__SET TASK__
Reproduce the lines of the material verbatim, starting with the line containing "the girl's face?" and going on through the line containing "[194,239,224,346]".

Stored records
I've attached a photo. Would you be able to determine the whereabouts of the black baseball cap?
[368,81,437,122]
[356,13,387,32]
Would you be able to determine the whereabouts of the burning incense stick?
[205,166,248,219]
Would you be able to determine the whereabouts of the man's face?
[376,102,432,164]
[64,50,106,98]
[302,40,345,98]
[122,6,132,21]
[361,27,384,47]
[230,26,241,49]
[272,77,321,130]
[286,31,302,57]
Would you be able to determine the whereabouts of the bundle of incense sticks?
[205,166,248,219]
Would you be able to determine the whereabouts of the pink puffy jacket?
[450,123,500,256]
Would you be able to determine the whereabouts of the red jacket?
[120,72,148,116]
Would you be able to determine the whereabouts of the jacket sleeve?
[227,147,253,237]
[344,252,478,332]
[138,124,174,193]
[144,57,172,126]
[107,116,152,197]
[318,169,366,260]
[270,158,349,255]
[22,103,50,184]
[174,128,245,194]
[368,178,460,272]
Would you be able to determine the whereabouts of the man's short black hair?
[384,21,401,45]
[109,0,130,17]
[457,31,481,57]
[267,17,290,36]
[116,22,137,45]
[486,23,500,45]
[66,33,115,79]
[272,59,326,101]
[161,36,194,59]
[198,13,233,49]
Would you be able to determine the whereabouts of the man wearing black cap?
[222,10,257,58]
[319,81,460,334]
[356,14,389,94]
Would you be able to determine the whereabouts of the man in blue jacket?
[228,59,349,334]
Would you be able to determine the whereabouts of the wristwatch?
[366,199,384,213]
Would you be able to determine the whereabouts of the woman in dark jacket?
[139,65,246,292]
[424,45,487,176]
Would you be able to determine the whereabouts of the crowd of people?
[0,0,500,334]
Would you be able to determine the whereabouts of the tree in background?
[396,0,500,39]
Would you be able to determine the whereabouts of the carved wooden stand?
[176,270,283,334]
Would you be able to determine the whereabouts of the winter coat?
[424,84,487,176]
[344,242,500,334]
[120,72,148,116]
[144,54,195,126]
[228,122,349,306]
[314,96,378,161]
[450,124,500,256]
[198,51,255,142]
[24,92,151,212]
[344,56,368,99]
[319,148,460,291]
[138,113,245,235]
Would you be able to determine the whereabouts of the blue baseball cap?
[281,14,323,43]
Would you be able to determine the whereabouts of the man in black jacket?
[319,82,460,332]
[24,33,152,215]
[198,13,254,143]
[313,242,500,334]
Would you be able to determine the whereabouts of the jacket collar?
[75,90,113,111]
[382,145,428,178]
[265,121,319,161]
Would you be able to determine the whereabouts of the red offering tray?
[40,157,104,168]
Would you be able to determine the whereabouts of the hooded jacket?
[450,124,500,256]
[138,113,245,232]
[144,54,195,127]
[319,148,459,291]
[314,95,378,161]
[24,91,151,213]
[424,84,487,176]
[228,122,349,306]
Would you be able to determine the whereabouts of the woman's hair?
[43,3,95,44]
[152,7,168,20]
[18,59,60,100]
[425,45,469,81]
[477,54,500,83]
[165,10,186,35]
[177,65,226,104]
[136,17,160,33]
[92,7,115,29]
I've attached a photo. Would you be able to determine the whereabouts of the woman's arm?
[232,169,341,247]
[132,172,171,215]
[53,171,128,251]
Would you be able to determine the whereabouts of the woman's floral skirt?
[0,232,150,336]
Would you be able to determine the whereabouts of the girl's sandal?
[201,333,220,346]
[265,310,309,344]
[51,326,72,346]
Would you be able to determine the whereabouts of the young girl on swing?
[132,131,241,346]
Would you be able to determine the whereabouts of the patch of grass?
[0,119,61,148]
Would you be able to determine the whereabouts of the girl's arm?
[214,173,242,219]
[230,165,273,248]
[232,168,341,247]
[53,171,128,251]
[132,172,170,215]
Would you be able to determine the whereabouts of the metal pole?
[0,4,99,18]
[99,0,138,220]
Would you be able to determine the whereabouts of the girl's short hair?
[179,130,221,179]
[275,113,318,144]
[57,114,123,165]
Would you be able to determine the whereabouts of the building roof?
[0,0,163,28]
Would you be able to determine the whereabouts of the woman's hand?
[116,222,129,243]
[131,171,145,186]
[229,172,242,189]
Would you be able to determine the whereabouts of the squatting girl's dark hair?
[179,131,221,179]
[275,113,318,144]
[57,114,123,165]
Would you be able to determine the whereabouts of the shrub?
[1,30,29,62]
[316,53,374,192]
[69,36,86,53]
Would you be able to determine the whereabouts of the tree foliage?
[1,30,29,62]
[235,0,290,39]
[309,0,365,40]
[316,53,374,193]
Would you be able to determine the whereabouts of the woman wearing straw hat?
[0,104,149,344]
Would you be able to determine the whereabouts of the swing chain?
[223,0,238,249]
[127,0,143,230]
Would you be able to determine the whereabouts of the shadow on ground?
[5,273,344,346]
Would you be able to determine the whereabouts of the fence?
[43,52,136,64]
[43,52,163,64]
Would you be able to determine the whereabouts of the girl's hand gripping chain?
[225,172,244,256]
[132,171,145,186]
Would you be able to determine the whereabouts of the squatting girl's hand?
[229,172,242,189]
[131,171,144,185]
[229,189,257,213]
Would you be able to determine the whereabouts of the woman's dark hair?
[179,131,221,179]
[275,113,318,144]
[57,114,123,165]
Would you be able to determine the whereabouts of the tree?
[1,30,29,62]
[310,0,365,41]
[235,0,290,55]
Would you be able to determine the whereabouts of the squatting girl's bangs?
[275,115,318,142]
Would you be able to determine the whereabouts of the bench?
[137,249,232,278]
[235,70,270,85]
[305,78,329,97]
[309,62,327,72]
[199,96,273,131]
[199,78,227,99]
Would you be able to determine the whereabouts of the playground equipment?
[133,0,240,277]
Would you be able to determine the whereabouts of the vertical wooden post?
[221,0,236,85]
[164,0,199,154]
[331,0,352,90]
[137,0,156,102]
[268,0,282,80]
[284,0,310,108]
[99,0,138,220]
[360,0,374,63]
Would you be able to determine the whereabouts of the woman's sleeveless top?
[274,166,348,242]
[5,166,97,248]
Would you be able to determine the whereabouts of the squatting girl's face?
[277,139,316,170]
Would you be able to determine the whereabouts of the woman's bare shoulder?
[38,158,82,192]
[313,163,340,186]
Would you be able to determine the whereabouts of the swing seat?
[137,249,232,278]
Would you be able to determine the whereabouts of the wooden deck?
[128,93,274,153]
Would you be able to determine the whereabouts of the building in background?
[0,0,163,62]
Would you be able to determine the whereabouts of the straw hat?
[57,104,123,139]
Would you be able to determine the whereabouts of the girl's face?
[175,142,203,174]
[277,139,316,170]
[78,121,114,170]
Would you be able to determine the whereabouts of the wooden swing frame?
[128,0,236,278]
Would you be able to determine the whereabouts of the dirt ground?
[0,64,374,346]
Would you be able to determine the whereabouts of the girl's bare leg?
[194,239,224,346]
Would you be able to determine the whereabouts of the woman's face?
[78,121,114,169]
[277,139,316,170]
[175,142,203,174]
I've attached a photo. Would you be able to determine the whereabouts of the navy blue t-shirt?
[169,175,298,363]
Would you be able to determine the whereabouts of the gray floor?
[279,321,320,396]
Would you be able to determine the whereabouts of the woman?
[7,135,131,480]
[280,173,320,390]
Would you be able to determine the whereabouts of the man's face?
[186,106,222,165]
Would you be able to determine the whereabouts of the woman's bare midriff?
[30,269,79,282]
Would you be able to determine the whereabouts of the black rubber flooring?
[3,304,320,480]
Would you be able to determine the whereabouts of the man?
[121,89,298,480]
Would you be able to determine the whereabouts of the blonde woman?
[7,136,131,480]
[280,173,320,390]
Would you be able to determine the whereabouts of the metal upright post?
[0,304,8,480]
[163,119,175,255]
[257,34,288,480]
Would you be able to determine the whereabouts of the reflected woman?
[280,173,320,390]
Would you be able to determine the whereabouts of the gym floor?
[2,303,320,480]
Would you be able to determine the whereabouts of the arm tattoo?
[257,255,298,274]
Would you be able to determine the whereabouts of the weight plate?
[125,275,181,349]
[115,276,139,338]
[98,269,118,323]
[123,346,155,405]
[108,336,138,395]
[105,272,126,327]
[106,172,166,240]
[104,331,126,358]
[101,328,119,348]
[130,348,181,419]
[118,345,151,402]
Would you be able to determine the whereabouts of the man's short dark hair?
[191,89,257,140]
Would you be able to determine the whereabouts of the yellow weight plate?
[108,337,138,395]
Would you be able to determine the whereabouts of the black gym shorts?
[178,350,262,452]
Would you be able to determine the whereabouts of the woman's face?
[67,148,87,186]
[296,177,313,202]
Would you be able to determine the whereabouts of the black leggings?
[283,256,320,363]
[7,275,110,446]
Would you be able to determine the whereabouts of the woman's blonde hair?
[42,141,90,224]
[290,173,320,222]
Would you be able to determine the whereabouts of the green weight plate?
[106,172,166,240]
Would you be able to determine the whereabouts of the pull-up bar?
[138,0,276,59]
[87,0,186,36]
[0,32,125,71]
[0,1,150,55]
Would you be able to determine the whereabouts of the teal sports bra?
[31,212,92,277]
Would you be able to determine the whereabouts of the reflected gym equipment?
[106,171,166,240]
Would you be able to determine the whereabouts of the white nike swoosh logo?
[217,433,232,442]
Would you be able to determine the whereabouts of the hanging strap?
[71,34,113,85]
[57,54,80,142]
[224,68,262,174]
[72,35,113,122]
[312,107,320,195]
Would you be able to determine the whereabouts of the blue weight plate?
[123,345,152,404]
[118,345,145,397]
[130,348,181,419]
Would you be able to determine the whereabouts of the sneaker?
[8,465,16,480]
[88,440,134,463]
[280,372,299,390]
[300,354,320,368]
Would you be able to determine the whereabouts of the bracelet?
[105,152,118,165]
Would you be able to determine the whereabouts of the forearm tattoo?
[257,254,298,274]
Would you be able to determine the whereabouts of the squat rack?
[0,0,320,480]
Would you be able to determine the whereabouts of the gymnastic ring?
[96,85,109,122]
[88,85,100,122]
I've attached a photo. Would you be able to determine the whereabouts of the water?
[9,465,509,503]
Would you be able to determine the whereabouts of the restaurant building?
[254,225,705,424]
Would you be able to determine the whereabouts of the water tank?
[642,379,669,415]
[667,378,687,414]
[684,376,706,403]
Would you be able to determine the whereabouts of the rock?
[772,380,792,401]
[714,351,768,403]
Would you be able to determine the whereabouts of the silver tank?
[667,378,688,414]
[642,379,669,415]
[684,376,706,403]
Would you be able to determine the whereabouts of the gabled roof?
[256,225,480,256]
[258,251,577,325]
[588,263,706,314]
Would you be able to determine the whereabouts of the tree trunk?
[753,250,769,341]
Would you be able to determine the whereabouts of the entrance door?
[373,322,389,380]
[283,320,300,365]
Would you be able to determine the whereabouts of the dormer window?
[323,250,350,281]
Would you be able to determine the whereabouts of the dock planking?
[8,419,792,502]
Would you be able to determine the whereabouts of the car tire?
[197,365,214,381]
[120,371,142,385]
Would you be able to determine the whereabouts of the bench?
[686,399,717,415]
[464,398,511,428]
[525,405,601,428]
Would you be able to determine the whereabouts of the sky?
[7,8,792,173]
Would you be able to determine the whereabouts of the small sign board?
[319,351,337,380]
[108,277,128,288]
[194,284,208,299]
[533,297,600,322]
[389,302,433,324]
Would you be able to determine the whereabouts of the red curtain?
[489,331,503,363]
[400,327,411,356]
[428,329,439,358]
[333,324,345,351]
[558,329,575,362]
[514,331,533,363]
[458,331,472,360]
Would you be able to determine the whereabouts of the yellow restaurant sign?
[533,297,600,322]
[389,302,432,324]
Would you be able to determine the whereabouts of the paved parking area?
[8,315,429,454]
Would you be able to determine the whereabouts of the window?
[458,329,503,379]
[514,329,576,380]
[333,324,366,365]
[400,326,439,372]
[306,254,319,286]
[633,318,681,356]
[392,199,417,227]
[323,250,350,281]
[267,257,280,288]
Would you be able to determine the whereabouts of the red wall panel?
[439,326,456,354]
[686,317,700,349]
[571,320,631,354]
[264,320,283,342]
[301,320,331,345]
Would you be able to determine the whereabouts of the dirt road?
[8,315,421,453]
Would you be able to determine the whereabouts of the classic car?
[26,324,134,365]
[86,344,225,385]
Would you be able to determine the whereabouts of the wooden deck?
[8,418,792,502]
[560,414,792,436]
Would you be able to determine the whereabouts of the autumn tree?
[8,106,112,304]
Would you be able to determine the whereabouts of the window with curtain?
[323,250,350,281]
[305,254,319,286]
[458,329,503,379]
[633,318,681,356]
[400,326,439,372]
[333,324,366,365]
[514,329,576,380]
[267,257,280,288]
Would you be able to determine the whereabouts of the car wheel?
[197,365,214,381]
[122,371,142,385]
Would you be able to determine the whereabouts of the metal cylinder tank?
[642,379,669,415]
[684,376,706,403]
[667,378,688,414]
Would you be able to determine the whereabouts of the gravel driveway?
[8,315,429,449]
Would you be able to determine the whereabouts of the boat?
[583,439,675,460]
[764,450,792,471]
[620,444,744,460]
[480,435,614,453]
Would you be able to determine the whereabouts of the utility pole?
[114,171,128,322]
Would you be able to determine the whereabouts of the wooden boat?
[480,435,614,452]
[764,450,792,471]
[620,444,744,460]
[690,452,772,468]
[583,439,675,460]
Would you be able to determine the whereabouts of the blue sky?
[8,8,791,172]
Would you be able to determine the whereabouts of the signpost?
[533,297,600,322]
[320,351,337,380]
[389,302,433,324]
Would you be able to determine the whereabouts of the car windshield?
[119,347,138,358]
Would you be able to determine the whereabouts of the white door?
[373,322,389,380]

__FINISHED EXERCISE__
Would you be able to determine the whereabouts of the girl's face?
[175,142,203,174]
[277,139,316,170]
[78,121,114,170]
Would you be able to determine the whereabouts of the wooden swing frame?
[128,0,236,278]
Would you be able to determine the whereabouts of the dirt ground?
[0,64,374,346]
Would you be able to determine the whereabouts of the girl's bare leg?
[194,239,224,346]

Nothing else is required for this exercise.